--- GIVEN ENTRIES ---
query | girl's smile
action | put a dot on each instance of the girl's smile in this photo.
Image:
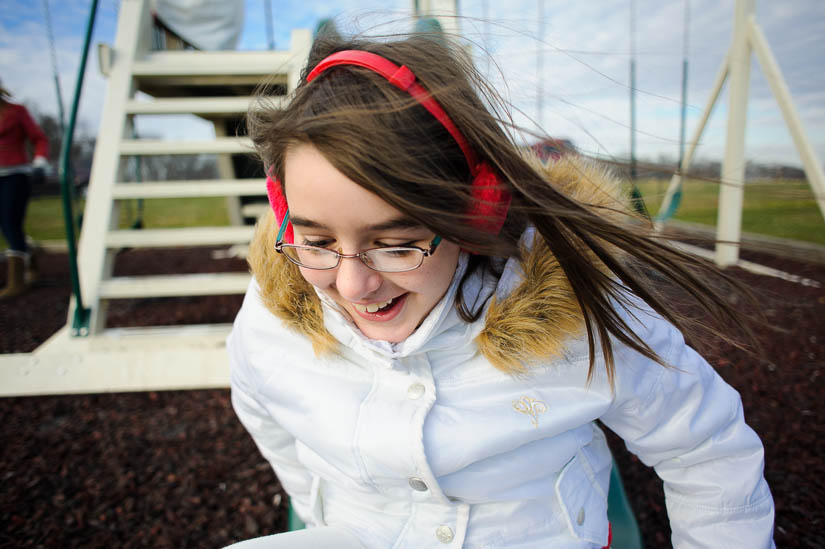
(330, 210)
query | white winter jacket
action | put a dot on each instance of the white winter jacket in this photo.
(425, 444)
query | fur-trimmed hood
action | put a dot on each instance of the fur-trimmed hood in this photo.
(532, 314)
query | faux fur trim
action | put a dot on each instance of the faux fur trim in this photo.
(542, 313)
(532, 322)
(284, 291)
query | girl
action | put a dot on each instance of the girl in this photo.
(17, 129)
(436, 321)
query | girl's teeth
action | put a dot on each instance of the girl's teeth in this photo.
(372, 307)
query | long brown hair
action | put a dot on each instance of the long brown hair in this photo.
(382, 139)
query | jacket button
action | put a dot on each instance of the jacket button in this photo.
(416, 391)
(444, 534)
(417, 484)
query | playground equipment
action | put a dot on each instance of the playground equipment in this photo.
(86, 356)
(747, 38)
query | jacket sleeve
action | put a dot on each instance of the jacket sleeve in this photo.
(274, 442)
(33, 132)
(688, 424)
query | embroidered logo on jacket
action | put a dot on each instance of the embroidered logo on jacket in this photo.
(531, 407)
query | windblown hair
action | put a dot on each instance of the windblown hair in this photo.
(381, 138)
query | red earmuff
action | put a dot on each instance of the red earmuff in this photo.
(491, 200)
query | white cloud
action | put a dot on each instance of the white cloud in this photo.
(586, 62)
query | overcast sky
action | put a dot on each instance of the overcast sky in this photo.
(586, 53)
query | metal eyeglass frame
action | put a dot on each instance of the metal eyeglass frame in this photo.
(279, 245)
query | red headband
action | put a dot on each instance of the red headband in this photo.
(490, 200)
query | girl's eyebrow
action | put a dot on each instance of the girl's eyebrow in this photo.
(390, 224)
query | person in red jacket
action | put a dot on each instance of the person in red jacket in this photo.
(17, 128)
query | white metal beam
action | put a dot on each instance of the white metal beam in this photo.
(731, 189)
(773, 74)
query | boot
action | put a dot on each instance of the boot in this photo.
(32, 265)
(15, 285)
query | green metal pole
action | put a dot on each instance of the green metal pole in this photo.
(80, 321)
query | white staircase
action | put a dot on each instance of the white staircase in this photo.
(215, 86)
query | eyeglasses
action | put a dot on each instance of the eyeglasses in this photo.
(395, 259)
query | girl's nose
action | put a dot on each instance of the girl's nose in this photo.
(355, 281)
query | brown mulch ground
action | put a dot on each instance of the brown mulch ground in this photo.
(176, 469)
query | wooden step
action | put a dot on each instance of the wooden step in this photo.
(213, 63)
(126, 287)
(219, 145)
(202, 106)
(194, 105)
(185, 236)
(190, 188)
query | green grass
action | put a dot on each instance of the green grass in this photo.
(784, 209)
(44, 219)
(781, 208)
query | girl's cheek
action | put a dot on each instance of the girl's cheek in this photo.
(319, 279)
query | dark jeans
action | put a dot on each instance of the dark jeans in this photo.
(14, 199)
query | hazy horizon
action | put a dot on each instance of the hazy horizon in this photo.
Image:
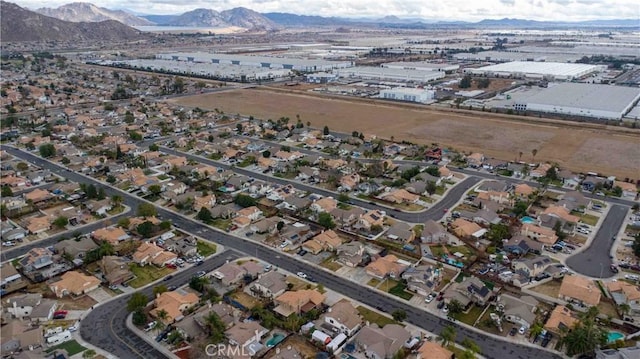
(453, 10)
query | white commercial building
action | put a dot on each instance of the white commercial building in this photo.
(576, 99)
(383, 73)
(408, 94)
(304, 65)
(422, 66)
(537, 70)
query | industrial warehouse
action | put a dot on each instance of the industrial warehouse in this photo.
(606, 102)
(537, 70)
(287, 63)
(383, 73)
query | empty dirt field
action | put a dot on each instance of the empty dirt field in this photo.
(572, 145)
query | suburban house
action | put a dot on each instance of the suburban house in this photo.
(531, 267)
(245, 335)
(625, 293)
(344, 317)
(174, 303)
(470, 290)
(387, 266)
(232, 273)
(433, 350)
(115, 270)
(543, 235)
(371, 218)
(577, 289)
(560, 320)
(325, 240)
(402, 232)
(10, 279)
(434, 233)
(268, 285)
(400, 196)
(382, 343)
(350, 254)
(75, 249)
(75, 284)
(149, 252)
(520, 311)
(298, 302)
(465, 229)
(326, 204)
(522, 245)
(112, 235)
(422, 279)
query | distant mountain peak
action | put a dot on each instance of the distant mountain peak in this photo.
(88, 12)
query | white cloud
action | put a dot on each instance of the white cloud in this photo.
(470, 10)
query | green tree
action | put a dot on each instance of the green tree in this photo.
(448, 335)
(47, 150)
(22, 166)
(147, 210)
(325, 220)
(399, 315)
(145, 229)
(204, 215)
(61, 222)
(155, 189)
(245, 201)
(455, 308)
(216, 327)
(137, 301)
(138, 317)
(6, 191)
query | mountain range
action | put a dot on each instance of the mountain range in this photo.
(252, 20)
(19, 24)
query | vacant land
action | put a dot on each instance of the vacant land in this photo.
(579, 147)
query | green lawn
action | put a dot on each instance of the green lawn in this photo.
(147, 274)
(206, 249)
(471, 316)
(221, 223)
(400, 291)
(373, 317)
(587, 218)
(72, 347)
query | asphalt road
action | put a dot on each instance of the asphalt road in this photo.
(435, 212)
(117, 339)
(105, 326)
(596, 260)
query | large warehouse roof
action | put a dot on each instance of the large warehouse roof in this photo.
(556, 69)
(586, 96)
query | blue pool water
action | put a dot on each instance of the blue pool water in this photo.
(613, 336)
(274, 340)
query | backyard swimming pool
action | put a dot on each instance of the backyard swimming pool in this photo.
(613, 336)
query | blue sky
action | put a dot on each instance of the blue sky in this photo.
(469, 10)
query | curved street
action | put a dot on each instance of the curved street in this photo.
(123, 343)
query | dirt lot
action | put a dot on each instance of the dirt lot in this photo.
(579, 147)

--- TO DO ---
Make an exact copy of every line from the one with "lawn in this photo." to the end of the data, with the first and last of those lines included.

--- SOLUTION BELOW ---
action | put a dot on each instance of the green lawn in this photo.
(147, 274)
(206, 249)
(471, 316)
(221, 223)
(400, 291)
(373, 317)
(587, 218)
(72, 347)
query | asphalt road
action | put a dot on each instance of the asphalt road in this photo.
(435, 212)
(117, 339)
(105, 326)
(596, 260)
query | large warehouse roof
action | put a dot on each instance of the large warehouse roof in this photo.
(556, 69)
(586, 96)
query | blue pool water
action | put a dot on each instance of the blue pool water in this photo.
(613, 336)
(274, 340)
query | backyard swimming pool
action | put a dot on each instance of the backyard swimming pool in this photo.
(613, 336)
query | blue sky
action | put a dot on each instance of the blue sky in this photo.
(469, 10)
query | curved street
action | put a dot on each instance of the curved street in this photo.
(123, 343)
query | dirt lot
action | put a dot on each instance of the dirt lot in this photo.
(579, 147)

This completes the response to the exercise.